* TAREAS DEL EJERCICIO
• a. Responde a partir del texto sobre la cueva de Tlayócoc:
(i) ¿Cuántos objetos se hallaron en el interior de la tierra?
(ii) ¿Qué significa el nombre de la cueva?
(iii) ¿Desde hace cuántos años explora y cartografía cavernas de manera profesional Yekaterina Katiya Pavlova?
• b. Transcribe el fragmento del texto sobre la cueva de Tlayócoc comprendido entre "De frente al" y "de la gruta.", ambos incluidos.
___ TEXTO PROPORCIONADO
Rafael Cervantes Flores

Autodenominado 'obrero de la palabra', estudió Comunicación en la FES Acatlán de la UNAM, donde surgió su interés por la diversidad cultural de México, llevándolo a formar parte de los colectivos Sohuame Tlatzonkime y Ve’i Ñuu Savi, y al estudio de lenguas originarias como mexi’katl, tu’un savi y yoremnokki, vocación que hoy, como reportero en la Dirección de Medios del INAH, sigue de primera mano. Ha colaborado en proyectos independientes como Revista N3rvio, Desocupado y Citric Magazine, y en diarios de circulación nacional como La Razón.
Al menos en 500 años nadie había puesto un pie en el lugar[1], quizá por las creencias locales de poder pescar un ‘mal aire’. Ninguna persona imaginaba que, en las entrañas de la tierra, había una cápsula del tiempo capaz de despertar la emoción e incredulidad de los habitantes de Carrizal de Bravo, respuesta directamente proporcional a la magnitud del descubrimiento. Eran 14 objetos, entre los que se encontraron tres brazaletes de concha, un caracol gigante de la especie Strombus sp., y algunos discos de piedra.
En septiembre de 2023, la curiosidad del guía Adrián Beltrán Dimas, entusiasmado por explorar las cuevas que rodean a esta comunidad perteneciente a Leonardo Bravo, municipio enclavado en la sierra de Guerrero, le llevó a reunirse con la espeleóloga rusa Yekaterina Katiya Pavlova, quien desde hace seis años explora y cartografía cavernas de manera profesional.
Así llegaron a la cueva de Tlayócoc, muy conocida debido a que es una fuente de agua y guano[2] de murciélago para las huertas del pueblo. Su nombre proviene del idioma náhuatl -significa ‘cueva de los tejones’ o ‘cueva donde hay tejones’[3]- y tiene dos entradas: en la primera el vital líquido drena hacia un arroyo exterior, mientras que la segunda es una subida empinada, con algunas rocas grandes que crean una pared casi intransitable.

De frente al segundo de estos accesos, la espeleóloga miró alrededor de la barrera de rocas y encontró un lugar para poder pasar y continuar río arriba. No había mangueras, por lo que pudieron ser los primeros en llegar o, al menos, de los pocos afortunados en hacerlo. Cuando tenían alrededor de 150 metros andados, toparon con un charco y una abertura de aproximadamente 15 centímetros entre el agua y el cielo de la gruta.
“Me asomé y parecía que la cueva continuaba. Había que contener la respiración y sumergirse un poco para pasar. Adrián tenía miedo, pero el agua era lo suficientemente profunda y yo crucé primero para demostrarle que no era tan difícil”, relató la espeleóloga.
______
___ DATOS PROPORCIONADOS
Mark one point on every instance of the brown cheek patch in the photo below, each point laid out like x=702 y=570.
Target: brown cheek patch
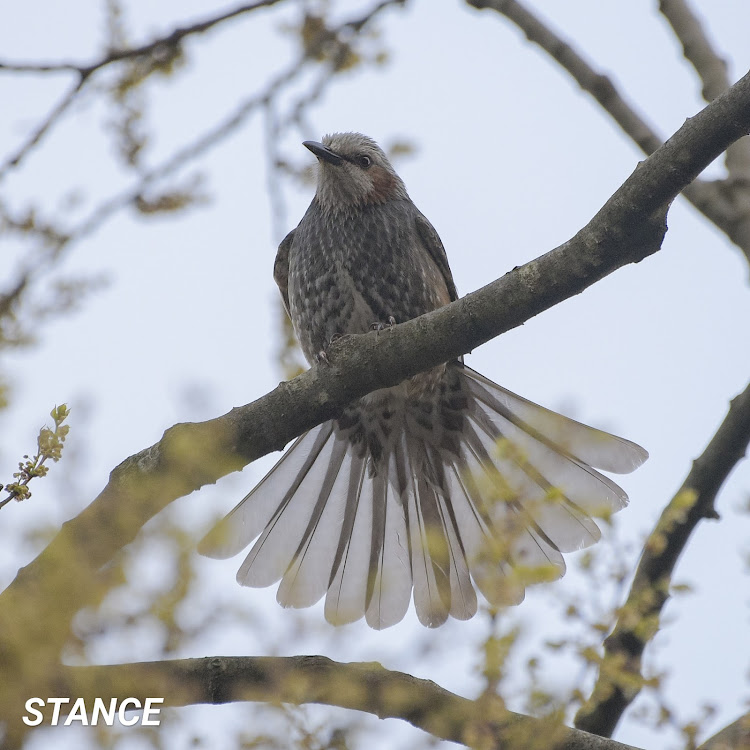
x=383 y=184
______
* RESPUESTAS EN ORDEN
• a.
(i) 14 objetos.
(ii) ‘Cueva de los tejones’ o ‘cueva donde hay tejones’.
(iii) Desde hace seis años.

• b.
De frente al segundo de estos accesos, la espeleóloga miró alrededor de la barrera de rocas y encontró un lugar para poder pasar y continuar río arriba. No había mangueras, por lo que pudieron ser los primeros en llegar o, al menos, de los pocos afortunados en hacerlo. Cuando tenían alrededor de 150 metros andados, toparon con un charco y una abertura de aproximadamente 15 centímetros entre el agua y el cielo de la gruta.